> **Provided data**:
:::
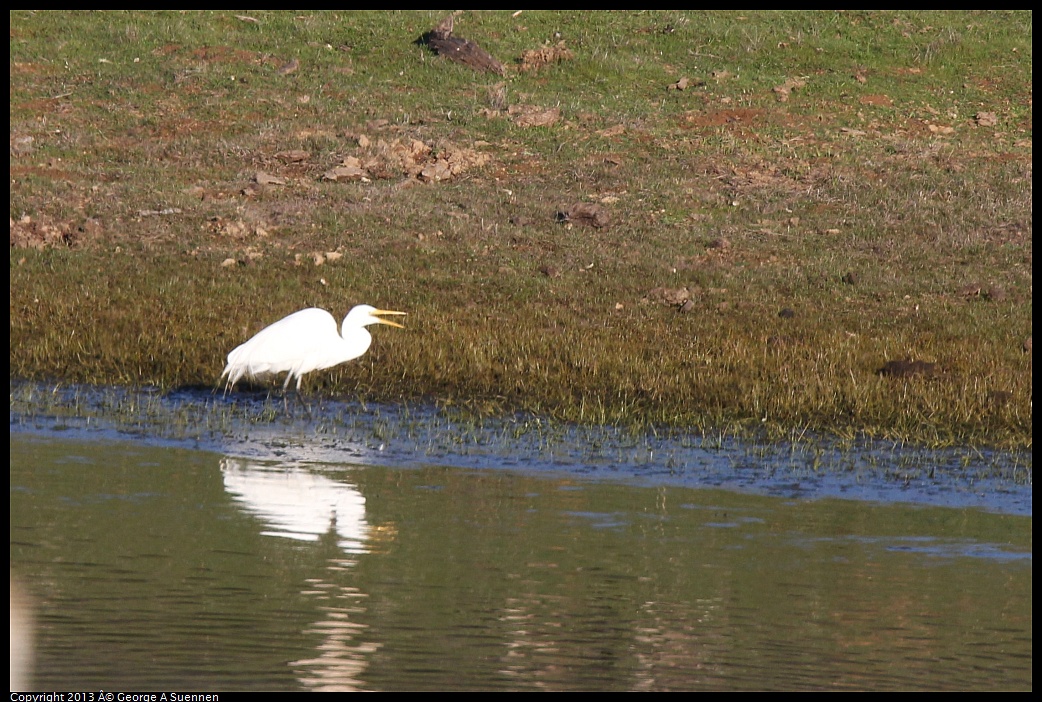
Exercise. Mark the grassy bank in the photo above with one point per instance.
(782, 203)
:::
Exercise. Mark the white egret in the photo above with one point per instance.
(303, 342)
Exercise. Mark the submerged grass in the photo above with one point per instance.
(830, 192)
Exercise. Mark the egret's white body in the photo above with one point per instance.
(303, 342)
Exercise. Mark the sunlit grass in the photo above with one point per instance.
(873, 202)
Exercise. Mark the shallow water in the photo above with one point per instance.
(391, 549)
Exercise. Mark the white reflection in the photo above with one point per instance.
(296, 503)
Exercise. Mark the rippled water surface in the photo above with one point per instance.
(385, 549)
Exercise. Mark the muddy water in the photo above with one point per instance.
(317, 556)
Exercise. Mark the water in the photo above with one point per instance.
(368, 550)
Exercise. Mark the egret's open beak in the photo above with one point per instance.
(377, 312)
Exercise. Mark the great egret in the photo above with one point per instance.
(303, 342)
:::
> **Exercise requirements**: Count the lines in the data above that contain the string "water" and reply with only that number. Case matters when matching.

> **Solution**: 4